* [Exercise description]: Below is a set of records. Repeat all of them exactly.

---- Available records

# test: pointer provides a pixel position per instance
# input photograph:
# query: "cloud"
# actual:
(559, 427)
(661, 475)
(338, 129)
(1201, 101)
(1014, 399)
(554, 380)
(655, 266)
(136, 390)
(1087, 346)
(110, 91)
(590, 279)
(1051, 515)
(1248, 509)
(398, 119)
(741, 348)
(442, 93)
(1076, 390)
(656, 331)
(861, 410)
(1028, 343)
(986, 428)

--------

* [Your solution]:
# test: pointer provides a pixel position per instance
# input photograph:
# query: "cloud"
# actual:
(559, 427)
(661, 475)
(338, 129)
(1201, 101)
(1014, 399)
(554, 380)
(655, 266)
(136, 390)
(1087, 346)
(110, 91)
(590, 279)
(1051, 515)
(1248, 509)
(398, 119)
(741, 348)
(442, 93)
(1076, 390)
(656, 331)
(861, 410)
(1028, 343)
(986, 428)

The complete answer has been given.